-------- Listed records

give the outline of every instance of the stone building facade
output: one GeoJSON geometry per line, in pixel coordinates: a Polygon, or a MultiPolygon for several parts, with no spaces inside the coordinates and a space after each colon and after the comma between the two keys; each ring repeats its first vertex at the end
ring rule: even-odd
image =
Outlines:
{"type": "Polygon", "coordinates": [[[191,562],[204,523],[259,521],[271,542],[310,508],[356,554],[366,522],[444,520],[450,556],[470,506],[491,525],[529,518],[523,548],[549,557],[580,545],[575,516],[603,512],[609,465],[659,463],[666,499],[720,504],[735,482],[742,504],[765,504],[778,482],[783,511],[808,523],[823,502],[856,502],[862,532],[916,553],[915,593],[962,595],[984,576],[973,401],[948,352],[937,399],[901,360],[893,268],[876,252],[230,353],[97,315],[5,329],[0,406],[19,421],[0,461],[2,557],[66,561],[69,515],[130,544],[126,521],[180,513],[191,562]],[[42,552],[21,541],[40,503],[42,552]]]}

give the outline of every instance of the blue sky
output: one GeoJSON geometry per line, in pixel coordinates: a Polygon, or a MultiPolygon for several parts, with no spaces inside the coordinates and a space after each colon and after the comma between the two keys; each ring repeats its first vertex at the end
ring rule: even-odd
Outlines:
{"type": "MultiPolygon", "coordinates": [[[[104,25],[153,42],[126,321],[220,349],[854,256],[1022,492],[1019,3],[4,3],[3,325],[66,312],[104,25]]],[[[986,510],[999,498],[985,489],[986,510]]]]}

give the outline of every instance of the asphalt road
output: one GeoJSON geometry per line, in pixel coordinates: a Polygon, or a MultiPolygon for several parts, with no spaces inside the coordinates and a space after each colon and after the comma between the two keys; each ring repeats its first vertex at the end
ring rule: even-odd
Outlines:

----------------

• Aim of the exercise: How many lines in the data contain "instance"? Answer with the number alone.

• Answer to the problem: 3